What you need to do →
Please copy the stretch of the records below from the line containing "target | soldier in uniform" through the end of the records, swapping "put a dot on" for "place a mark on" and leaving everything else unchanged. Omit the pictures from your answer.

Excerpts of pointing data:

####################

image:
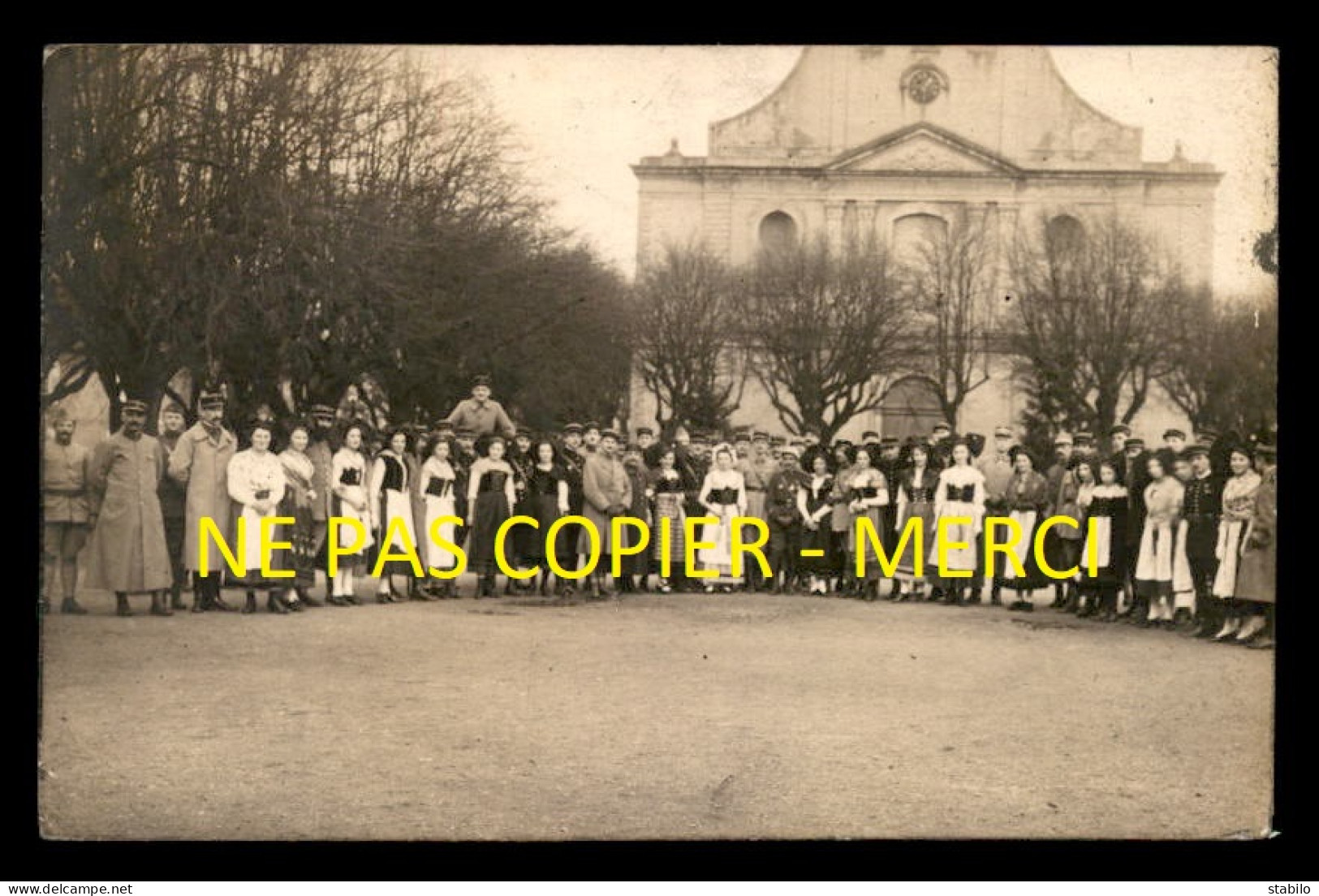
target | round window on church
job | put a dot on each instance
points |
(777, 231)
(925, 84)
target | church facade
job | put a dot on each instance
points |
(896, 143)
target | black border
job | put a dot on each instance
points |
(1277, 859)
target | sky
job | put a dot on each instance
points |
(582, 115)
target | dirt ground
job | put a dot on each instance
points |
(647, 717)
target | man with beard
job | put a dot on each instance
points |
(63, 506)
(173, 499)
(200, 463)
(127, 552)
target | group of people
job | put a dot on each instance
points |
(1183, 535)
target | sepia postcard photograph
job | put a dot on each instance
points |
(657, 442)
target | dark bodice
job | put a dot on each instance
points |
(439, 487)
(1107, 506)
(394, 472)
(669, 486)
(492, 480)
(545, 482)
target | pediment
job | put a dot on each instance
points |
(922, 151)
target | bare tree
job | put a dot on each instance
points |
(1224, 367)
(826, 329)
(284, 219)
(1093, 321)
(953, 278)
(685, 337)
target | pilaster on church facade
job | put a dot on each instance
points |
(893, 143)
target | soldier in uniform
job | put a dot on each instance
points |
(127, 552)
(1057, 476)
(481, 413)
(756, 480)
(464, 455)
(785, 523)
(1202, 506)
(1118, 437)
(200, 462)
(941, 446)
(1136, 476)
(996, 467)
(63, 504)
(573, 461)
(173, 499)
(321, 453)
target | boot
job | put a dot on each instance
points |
(160, 607)
(73, 607)
(214, 601)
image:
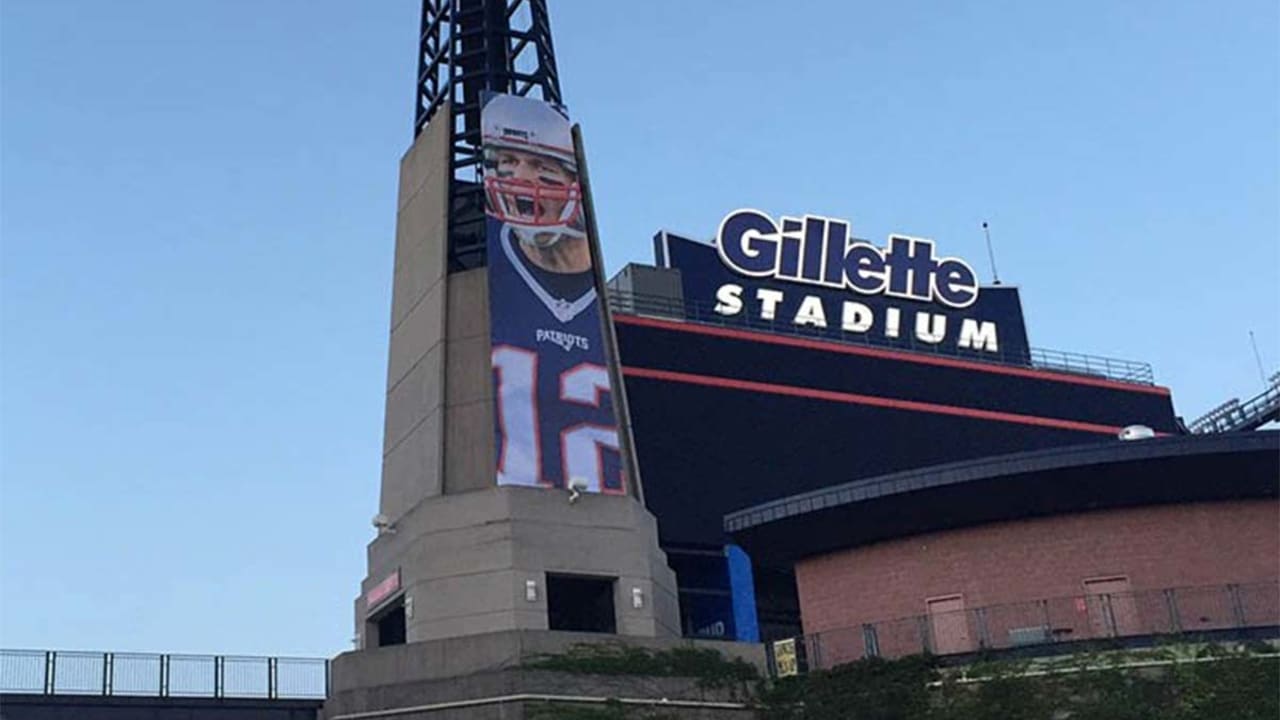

####################

Response to the task →
target | soldier in uniform
job | place a mark on each instance
points |
(127, 552)
(1057, 476)
(481, 413)
(756, 480)
(464, 455)
(785, 523)
(1202, 506)
(1118, 437)
(200, 462)
(941, 446)
(1136, 476)
(996, 467)
(63, 504)
(573, 461)
(173, 499)
(321, 453)
target | boot
job | place a mark on each instance
points |
(160, 607)
(73, 607)
(214, 601)
image:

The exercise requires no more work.